(PROBLEM DETAILS)
Starting at the top of the material, rewrite every line up to and including the line that contains "(1141, 542)", and increase each answer coordinate by 79. Leave the picture out.

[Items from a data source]

-.-.-

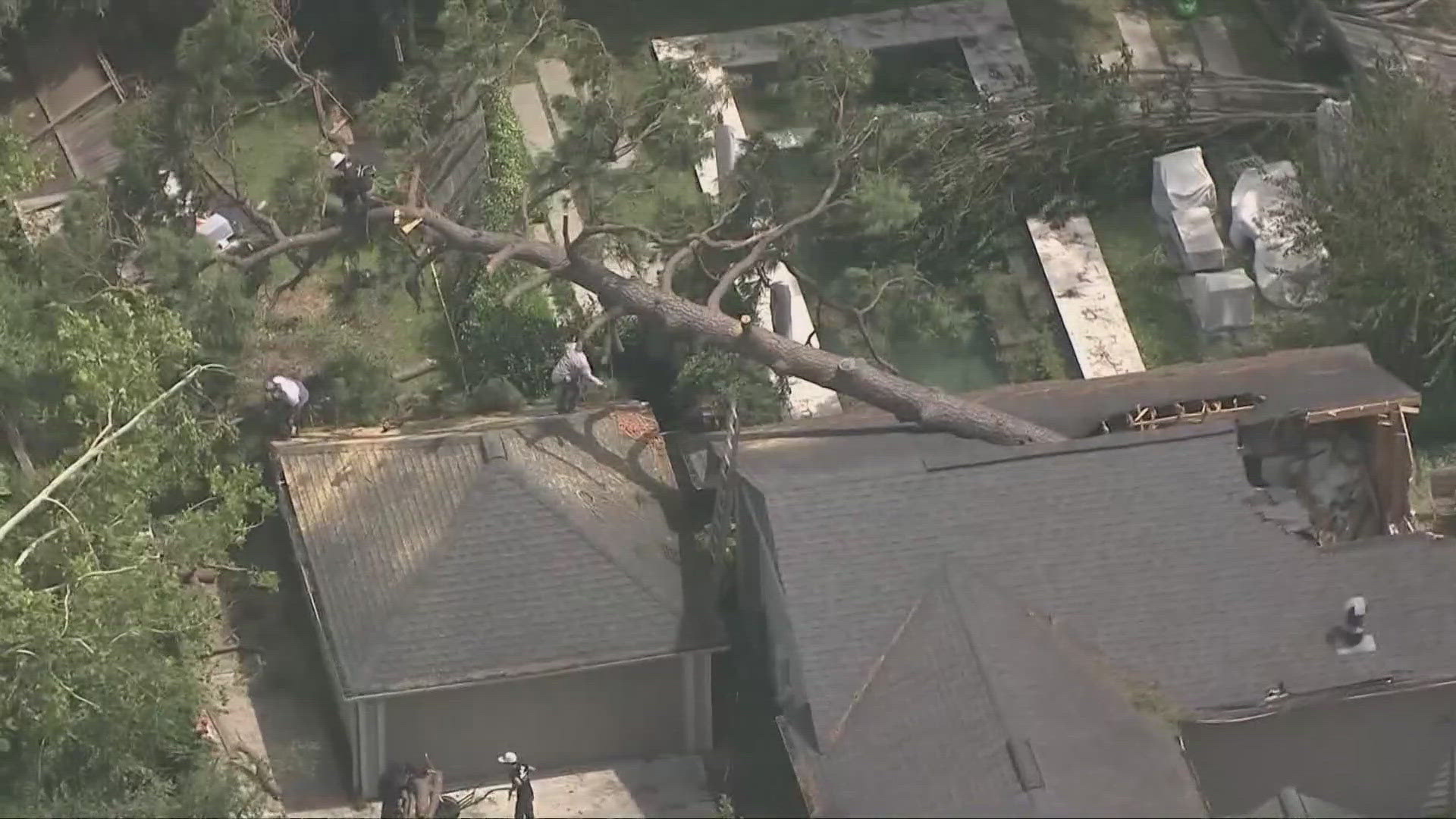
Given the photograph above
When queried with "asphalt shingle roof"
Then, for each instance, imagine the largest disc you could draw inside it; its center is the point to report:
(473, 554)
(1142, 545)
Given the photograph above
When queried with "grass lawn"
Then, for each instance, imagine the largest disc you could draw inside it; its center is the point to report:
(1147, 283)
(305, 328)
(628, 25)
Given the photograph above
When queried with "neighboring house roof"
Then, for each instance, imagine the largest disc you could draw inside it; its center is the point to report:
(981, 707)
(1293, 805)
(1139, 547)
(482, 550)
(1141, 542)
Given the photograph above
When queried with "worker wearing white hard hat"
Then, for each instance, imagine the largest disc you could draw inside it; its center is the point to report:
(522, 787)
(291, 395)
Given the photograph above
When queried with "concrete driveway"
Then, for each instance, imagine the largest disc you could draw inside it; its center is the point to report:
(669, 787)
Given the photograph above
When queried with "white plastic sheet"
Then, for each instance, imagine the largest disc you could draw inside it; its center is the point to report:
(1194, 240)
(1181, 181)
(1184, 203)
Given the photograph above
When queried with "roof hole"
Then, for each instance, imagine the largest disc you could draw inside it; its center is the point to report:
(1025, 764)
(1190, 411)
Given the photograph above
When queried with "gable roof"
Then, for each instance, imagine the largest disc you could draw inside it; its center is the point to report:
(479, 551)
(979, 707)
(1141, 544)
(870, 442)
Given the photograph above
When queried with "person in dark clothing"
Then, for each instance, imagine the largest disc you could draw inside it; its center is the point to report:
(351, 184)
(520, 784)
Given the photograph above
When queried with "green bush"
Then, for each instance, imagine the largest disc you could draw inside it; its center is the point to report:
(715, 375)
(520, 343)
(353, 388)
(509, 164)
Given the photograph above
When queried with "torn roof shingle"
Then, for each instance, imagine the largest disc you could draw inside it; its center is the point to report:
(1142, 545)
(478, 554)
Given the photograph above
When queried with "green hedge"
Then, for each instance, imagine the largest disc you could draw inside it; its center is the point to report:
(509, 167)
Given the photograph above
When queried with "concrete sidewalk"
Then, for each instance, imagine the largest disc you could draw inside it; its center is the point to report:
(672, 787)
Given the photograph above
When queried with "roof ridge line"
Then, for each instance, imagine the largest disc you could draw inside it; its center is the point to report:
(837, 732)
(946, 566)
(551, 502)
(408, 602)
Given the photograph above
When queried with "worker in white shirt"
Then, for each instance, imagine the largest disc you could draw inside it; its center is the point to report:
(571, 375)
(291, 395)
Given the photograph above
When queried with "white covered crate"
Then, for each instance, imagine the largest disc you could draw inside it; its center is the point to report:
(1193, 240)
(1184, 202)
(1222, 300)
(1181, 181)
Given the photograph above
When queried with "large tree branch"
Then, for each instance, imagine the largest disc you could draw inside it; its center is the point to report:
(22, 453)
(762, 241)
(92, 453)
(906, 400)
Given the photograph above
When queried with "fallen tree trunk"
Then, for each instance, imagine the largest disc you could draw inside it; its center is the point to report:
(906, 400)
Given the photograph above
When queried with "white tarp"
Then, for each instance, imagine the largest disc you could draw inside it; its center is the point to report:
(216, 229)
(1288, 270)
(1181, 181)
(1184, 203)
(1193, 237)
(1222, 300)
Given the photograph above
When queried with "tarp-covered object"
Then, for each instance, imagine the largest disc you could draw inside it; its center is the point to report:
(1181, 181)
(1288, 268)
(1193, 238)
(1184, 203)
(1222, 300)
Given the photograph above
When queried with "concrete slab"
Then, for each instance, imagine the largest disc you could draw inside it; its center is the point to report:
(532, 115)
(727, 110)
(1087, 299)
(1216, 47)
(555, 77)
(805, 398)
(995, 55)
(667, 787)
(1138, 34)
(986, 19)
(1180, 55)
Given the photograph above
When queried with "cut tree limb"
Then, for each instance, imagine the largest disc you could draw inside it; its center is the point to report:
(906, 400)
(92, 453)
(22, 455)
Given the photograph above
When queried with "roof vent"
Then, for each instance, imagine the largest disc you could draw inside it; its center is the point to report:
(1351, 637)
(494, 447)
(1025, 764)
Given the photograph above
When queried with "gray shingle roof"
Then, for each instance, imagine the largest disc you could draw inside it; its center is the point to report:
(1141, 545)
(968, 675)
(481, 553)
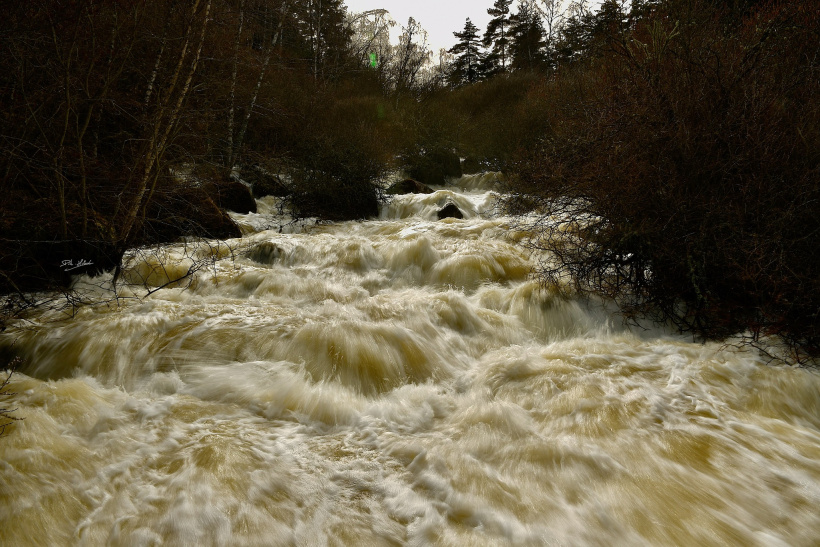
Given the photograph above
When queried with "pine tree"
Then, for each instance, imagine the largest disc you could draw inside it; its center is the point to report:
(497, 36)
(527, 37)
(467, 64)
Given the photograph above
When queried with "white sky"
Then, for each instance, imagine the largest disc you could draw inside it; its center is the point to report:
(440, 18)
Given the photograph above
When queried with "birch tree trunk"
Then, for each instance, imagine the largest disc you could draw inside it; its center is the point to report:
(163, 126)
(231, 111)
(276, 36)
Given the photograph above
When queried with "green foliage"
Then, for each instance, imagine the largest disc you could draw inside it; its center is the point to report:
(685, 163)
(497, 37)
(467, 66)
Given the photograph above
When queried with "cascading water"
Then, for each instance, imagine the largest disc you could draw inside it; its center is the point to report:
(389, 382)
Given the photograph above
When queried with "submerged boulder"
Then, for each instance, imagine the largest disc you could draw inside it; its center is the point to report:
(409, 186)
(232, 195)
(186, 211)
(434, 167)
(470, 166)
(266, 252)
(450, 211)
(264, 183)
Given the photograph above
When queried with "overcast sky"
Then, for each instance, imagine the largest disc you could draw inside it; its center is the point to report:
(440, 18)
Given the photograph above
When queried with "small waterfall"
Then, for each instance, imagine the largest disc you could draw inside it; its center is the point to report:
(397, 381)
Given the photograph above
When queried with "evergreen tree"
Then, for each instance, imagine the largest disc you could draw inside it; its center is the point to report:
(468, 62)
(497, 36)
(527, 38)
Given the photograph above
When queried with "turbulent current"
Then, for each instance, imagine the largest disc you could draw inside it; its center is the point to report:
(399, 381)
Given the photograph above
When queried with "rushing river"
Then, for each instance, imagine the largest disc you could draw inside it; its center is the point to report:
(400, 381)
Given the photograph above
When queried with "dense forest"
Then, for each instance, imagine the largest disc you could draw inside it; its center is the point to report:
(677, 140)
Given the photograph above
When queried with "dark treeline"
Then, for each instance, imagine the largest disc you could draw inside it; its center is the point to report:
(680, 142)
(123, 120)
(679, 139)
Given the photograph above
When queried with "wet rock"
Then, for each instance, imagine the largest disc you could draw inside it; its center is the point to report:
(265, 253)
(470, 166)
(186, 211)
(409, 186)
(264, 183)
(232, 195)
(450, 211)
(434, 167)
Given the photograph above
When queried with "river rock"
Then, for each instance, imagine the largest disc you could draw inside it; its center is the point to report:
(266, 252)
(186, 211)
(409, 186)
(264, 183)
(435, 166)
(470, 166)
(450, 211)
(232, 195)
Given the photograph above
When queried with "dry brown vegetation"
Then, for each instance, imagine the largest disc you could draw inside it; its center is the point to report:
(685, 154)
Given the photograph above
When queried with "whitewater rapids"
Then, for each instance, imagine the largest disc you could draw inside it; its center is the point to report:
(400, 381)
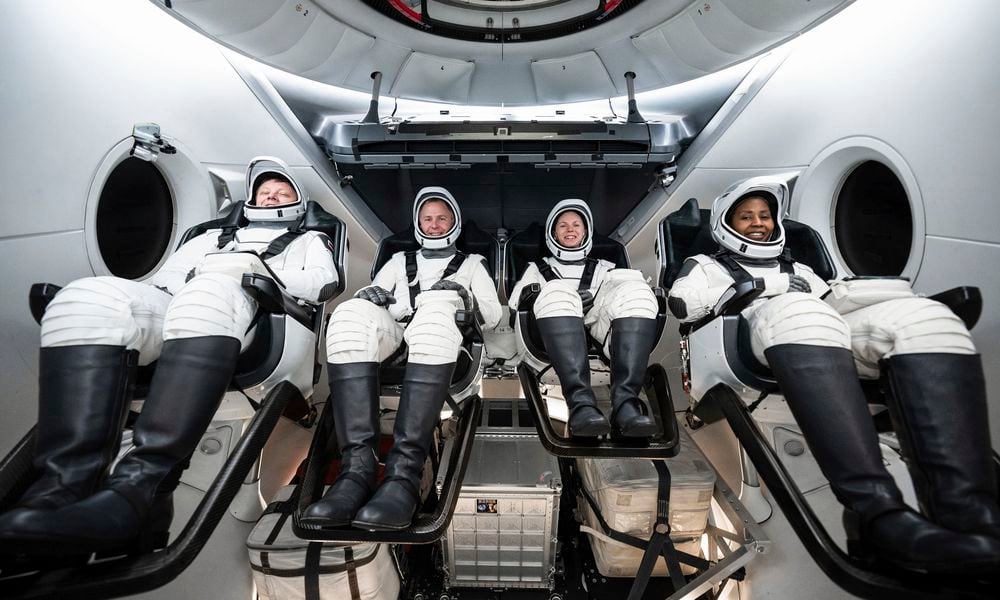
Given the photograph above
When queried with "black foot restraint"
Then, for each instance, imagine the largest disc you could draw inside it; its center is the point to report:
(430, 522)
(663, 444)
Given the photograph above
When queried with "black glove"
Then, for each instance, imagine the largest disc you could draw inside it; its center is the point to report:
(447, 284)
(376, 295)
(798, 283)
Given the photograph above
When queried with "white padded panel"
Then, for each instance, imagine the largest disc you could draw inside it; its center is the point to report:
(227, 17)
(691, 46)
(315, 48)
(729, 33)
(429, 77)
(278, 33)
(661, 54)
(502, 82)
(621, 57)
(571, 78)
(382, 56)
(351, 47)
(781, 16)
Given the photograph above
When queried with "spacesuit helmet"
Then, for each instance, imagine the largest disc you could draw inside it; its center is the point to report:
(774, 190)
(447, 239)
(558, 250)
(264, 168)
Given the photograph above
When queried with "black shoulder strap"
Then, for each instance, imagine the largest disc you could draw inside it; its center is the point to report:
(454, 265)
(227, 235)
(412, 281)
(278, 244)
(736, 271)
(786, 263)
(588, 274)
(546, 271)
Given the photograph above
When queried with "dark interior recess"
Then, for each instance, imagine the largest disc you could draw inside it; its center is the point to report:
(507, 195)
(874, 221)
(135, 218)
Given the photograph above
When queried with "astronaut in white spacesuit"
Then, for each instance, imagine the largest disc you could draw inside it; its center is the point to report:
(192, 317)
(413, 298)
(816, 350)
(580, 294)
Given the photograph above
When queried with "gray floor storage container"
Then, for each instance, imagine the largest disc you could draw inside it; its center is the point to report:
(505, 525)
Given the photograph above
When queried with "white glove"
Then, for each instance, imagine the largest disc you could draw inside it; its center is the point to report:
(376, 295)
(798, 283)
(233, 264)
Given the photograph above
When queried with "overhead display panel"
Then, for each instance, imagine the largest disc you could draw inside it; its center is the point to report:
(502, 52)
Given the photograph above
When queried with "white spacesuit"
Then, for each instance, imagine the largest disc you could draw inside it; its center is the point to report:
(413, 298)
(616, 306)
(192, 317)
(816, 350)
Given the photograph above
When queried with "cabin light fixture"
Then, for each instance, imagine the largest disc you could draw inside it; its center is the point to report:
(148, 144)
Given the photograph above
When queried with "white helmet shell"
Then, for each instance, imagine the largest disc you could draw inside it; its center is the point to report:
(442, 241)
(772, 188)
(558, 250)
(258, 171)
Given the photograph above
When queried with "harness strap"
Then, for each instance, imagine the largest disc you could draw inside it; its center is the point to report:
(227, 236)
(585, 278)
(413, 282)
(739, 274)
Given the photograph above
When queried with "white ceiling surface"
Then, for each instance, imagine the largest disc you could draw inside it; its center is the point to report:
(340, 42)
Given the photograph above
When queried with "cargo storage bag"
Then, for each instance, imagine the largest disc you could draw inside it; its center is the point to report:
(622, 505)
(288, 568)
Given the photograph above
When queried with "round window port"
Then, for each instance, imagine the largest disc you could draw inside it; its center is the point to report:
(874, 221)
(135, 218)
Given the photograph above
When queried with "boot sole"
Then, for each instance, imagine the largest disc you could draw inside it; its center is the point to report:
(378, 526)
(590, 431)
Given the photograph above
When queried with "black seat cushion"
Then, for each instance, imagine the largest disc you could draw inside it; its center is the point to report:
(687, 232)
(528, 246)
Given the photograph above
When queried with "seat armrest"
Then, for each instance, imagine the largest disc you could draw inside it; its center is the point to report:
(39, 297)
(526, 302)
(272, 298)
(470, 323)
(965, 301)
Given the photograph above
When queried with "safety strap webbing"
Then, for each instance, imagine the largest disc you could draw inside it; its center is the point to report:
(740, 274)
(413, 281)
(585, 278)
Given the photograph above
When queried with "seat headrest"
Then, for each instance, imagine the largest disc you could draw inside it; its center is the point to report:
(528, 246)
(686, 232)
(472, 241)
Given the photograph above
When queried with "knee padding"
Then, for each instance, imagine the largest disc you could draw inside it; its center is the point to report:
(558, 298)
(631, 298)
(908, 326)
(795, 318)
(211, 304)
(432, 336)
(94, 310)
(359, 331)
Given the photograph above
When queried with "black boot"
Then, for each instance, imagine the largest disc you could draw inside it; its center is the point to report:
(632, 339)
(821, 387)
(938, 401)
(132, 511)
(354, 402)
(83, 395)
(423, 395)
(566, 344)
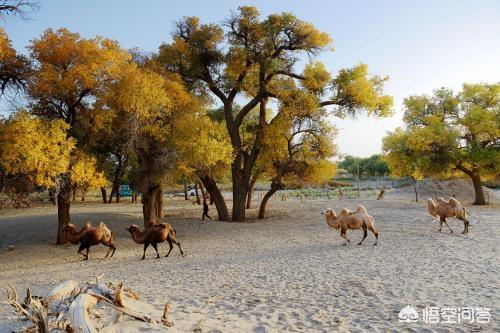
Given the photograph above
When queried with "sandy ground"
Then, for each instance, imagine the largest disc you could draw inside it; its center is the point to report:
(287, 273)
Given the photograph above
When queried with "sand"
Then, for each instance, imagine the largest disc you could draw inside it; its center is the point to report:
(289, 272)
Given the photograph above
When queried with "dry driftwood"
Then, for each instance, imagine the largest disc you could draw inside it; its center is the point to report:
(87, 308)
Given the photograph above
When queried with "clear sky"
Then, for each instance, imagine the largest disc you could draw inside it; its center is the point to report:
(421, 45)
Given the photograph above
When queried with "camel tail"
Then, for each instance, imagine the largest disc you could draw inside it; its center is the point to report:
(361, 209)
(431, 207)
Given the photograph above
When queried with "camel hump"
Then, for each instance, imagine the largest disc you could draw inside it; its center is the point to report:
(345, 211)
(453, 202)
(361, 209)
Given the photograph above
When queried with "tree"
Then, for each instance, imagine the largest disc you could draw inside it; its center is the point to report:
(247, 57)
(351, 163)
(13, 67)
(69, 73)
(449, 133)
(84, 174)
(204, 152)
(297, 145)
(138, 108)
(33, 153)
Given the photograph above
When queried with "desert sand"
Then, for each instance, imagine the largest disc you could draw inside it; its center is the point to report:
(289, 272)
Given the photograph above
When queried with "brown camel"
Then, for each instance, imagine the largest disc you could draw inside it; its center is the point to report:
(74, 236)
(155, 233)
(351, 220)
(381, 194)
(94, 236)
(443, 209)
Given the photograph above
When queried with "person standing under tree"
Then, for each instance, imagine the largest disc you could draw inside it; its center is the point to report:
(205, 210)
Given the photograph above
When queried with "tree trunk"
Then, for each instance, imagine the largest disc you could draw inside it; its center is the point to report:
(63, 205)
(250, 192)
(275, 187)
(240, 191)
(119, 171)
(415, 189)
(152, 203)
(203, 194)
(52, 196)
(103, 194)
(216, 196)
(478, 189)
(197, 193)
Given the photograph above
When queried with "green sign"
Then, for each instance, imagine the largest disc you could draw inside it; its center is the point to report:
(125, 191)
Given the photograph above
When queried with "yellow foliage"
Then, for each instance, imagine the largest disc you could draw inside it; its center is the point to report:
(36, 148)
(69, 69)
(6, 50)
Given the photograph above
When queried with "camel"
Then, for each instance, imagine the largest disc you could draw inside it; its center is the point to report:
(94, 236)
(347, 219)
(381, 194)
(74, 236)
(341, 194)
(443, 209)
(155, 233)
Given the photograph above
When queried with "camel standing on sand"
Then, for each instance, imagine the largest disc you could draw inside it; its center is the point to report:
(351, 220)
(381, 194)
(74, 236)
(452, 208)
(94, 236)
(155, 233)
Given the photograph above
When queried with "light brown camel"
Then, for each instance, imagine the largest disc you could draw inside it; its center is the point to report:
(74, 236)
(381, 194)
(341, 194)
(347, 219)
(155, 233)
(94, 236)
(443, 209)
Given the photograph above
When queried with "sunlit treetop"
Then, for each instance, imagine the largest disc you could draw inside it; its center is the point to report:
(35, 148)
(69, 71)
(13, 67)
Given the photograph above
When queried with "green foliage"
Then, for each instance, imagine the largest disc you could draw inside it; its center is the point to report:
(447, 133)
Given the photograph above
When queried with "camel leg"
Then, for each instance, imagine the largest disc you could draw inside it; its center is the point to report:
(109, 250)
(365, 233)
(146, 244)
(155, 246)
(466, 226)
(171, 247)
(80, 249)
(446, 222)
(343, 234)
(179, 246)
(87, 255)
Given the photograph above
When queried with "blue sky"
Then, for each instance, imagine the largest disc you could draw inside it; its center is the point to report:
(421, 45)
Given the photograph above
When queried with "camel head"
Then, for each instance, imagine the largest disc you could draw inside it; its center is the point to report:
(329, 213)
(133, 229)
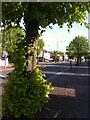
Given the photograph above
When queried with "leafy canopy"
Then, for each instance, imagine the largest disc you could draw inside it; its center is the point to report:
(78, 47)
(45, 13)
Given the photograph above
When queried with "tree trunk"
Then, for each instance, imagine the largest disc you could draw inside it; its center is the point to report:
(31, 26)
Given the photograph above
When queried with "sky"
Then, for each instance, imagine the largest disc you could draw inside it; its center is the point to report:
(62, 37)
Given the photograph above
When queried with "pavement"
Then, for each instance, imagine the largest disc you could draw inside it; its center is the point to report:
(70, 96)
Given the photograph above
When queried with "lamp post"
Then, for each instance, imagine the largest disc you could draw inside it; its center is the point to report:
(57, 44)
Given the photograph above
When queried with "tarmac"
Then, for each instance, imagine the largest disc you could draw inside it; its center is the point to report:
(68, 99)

-.-.-

(CORRECT OUTPUT)
Given the photograph above
When queried with "asphalt shingle roof"
Then, for each instance, imagine the largest disc you could draw inside it; its center is the point to report:
(552, 633)
(1221, 624)
Given the photograph above
When queried with "grass lawn"
Then, for each instance, imagine the largest disc you could draw inside it; its center is the point to report:
(1226, 362)
(384, 407)
(707, 104)
Given the photograph above
When queried with "neighboring house roof"
Then, for each instance, imagine the largest disc you could draw inside it; its center is the point to report:
(1060, 786)
(1372, 884)
(1218, 626)
(561, 629)
(1220, 621)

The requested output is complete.